Task goal:
In the items below, rename every "Return value" to "Output" and leave everything else unchanged.

Annotation records
[Begin]

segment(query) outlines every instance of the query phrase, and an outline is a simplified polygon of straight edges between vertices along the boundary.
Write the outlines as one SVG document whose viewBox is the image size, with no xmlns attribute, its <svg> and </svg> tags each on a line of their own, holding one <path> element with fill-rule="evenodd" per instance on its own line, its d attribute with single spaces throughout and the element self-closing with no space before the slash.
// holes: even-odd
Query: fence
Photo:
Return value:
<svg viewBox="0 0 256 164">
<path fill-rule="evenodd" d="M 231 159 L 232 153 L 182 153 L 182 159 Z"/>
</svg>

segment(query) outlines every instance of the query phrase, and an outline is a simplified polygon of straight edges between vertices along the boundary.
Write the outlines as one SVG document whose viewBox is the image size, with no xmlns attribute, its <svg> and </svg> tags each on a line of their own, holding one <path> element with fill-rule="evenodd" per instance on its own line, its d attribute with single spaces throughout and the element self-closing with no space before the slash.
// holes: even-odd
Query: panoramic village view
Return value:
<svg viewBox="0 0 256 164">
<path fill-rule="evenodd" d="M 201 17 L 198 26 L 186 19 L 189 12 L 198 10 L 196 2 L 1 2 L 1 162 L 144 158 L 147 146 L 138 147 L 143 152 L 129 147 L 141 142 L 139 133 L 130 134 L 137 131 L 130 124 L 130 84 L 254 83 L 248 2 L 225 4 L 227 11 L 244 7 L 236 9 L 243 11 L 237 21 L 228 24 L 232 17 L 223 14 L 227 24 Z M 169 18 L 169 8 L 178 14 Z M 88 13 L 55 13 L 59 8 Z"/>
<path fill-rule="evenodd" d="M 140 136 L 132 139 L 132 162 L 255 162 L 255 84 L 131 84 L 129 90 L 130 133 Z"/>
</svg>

[End]

Task response:
segment(query) outlines every instance of the query phrase, and an outline is a simplified polygon of straight edges between vertices along the boundary.
Write the outlines as one SVG document whose viewBox is the image size, with no xmlns attribute, its <svg> and </svg> tags each on a line of their own, holding one <path> element with fill-rule="evenodd" per instance on its own line, its d attribute with single spaces throughout and the element self-closing with no space before the slash.
// holes: even-odd
Query: fence
Photo:
Output:
<svg viewBox="0 0 256 164">
<path fill-rule="evenodd" d="M 231 159 L 232 153 L 182 153 L 182 159 Z"/>
</svg>

segment(query) outlines every instance of the query phrase, and an outline is a simplified polygon of straight edges between vertices along the boundary.
Write the outlines as one SVG document whose viewBox is the image size, with no xmlns attribute, its <svg> and </svg> tags each on a line of their own, holding one <path> element with fill-rule="evenodd" per instance on its own line, its d attribute with single spaces throughout and the element self-closing with no space before the slash.
// holes: even-odd
Query: panoramic village view
Output:
<svg viewBox="0 0 256 164">
<path fill-rule="evenodd" d="M 201 17 L 198 26 L 186 19 L 189 12 L 198 10 L 196 2 L 1 2 L 1 162 L 144 158 L 147 146 L 138 147 L 143 152 L 129 147 L 141 142 L 139 133 L 130 134 L 137 131 L 130 124 L 130 84 L 254 83 L 248 2 L 225 4 L 227 11 L 244 7 L 236 9 L 243 11 L 237 21 L 228 24 L 232 17 L 223 14 L 227 24 Z M 169 18 L 169 8 L 178 14 Z M 88 13 L 55 13 L 59 8 Z"/>
<path fill-rule="evenodd" d="M 140 136 L 132 139 L 132 162 L 255 162 L 255 84 L 131 84 L 129 90 L 130 133 Z"/>
</svg>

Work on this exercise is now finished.